> Task details: Could you print only the lines from the one containing "I bet you can't find the stone tracery" through the end of the listing below, unchanged?

> Source data:
>>>>>
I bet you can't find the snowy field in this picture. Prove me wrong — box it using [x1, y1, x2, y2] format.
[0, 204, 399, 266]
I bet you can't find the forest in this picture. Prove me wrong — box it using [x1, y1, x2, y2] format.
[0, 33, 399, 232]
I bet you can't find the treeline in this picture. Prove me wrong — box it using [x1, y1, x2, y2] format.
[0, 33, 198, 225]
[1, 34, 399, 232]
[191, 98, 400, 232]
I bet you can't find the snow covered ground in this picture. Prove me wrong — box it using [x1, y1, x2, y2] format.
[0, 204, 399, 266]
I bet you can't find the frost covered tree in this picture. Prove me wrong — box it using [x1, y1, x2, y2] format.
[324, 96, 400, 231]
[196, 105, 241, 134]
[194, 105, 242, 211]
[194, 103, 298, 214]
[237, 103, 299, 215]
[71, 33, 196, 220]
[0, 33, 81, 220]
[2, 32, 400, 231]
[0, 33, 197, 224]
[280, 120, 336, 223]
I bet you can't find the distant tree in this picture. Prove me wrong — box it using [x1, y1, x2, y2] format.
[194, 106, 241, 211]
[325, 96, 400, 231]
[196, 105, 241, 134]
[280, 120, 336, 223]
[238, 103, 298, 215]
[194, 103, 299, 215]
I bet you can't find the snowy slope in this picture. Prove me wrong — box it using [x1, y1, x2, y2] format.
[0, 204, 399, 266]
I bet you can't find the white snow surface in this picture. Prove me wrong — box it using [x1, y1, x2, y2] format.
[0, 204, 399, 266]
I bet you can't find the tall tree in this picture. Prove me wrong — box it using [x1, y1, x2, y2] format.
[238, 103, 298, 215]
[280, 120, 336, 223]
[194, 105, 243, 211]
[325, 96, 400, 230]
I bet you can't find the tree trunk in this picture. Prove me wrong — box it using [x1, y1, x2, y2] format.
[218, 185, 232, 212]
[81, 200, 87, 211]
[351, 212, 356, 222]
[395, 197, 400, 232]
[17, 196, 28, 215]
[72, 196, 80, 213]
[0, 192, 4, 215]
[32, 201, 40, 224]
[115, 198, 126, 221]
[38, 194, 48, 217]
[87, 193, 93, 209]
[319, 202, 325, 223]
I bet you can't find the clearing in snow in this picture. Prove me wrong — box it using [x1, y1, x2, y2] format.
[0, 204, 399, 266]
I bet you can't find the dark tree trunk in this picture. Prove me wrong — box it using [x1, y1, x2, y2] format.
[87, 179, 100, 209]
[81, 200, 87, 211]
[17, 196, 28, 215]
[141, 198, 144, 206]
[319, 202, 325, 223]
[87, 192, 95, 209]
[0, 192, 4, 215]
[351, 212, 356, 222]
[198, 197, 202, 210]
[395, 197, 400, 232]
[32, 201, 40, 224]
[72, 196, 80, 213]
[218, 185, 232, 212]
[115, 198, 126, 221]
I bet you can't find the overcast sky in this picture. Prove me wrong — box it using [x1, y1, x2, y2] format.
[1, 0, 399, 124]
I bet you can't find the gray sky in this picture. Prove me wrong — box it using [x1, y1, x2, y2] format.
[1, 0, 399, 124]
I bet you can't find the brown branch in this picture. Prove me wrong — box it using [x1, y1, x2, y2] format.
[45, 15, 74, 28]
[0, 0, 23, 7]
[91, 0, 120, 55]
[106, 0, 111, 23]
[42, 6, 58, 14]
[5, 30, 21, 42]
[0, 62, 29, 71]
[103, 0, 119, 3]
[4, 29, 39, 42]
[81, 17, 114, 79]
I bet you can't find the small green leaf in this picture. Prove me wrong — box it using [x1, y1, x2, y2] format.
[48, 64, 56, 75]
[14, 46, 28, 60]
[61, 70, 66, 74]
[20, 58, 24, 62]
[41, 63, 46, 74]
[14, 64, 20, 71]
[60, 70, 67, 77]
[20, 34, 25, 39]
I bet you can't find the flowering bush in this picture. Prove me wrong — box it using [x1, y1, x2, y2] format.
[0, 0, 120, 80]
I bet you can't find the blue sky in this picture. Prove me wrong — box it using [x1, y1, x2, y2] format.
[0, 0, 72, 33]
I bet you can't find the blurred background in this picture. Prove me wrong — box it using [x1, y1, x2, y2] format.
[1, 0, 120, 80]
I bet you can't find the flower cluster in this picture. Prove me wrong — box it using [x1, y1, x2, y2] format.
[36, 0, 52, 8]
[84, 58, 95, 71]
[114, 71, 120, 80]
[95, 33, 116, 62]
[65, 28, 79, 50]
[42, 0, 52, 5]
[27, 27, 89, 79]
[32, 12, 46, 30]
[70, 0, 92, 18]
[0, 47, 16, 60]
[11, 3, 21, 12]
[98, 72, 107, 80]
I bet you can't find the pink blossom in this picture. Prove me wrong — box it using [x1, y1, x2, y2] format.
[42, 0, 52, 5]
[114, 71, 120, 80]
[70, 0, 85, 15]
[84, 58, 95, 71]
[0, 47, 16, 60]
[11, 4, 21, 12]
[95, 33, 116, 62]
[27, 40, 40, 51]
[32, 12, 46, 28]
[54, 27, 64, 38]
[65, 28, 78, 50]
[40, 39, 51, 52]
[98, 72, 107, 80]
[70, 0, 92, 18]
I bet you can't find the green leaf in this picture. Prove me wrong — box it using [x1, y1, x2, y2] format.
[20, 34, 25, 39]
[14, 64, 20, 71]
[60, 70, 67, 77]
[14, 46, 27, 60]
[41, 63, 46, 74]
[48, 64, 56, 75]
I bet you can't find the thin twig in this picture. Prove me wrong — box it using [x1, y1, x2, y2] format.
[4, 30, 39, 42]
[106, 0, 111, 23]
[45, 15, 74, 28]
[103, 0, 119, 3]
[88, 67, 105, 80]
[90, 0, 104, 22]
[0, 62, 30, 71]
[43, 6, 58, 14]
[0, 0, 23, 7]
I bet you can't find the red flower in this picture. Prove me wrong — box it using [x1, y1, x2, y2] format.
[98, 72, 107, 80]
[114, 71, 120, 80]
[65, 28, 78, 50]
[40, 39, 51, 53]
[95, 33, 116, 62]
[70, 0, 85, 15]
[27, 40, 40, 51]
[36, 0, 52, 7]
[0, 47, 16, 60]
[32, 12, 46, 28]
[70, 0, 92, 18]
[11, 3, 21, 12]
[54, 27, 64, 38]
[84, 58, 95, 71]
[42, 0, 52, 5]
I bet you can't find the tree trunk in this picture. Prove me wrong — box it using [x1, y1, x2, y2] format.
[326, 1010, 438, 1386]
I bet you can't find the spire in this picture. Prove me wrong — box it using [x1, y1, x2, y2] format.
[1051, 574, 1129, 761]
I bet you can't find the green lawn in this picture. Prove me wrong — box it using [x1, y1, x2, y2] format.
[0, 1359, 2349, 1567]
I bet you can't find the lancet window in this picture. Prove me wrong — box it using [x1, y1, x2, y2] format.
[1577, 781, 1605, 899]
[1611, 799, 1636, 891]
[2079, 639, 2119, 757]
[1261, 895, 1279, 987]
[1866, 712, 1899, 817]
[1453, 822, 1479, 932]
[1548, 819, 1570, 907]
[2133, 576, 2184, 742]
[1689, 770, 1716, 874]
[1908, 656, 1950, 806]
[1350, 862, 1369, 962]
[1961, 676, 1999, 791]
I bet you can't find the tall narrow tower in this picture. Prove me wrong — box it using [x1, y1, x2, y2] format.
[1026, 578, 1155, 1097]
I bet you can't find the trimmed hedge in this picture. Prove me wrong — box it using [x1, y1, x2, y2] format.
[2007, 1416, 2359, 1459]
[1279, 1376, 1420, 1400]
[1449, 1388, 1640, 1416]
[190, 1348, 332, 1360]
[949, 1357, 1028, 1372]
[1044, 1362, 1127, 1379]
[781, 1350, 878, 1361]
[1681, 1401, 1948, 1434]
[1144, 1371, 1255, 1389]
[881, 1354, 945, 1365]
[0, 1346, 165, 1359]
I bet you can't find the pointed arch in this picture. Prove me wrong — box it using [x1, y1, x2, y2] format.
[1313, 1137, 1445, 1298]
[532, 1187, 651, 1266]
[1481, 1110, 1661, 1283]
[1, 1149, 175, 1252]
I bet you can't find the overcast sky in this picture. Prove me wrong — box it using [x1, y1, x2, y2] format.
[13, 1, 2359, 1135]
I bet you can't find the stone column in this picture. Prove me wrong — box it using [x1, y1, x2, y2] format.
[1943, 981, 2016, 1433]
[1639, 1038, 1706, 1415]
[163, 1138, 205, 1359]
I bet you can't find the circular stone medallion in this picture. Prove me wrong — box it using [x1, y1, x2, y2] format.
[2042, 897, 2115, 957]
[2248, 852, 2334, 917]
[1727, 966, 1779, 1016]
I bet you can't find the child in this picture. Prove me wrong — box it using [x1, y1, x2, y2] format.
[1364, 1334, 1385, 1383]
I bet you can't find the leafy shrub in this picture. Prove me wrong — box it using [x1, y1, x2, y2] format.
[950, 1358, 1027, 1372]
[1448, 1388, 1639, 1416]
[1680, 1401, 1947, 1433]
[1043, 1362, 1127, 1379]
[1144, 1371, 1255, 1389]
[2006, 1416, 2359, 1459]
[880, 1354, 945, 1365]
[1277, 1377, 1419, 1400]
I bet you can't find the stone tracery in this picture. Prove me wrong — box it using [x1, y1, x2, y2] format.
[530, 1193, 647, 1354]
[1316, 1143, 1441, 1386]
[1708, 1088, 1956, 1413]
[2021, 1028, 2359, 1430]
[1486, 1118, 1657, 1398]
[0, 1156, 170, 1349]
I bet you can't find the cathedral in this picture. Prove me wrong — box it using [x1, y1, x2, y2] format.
<<<<<
> Response to this task:
I bet you can't find the stone tracery in this picture. Prove me wrong — box it using [x1, y1, x2, y2] format.
[530, 1193, 647, 1354]
[1316, 1143, 1441, 1386]
[1708, 1088, 1956, 1413]
[2021, 1028, 2359, 1430]
[1486, 1118, 1657, 1398]
[0, 1156, 170, 1349]
I bet you can't find the cathedral in this picture. Prove me wrong — box it using [x1, y1, x2, y2] format.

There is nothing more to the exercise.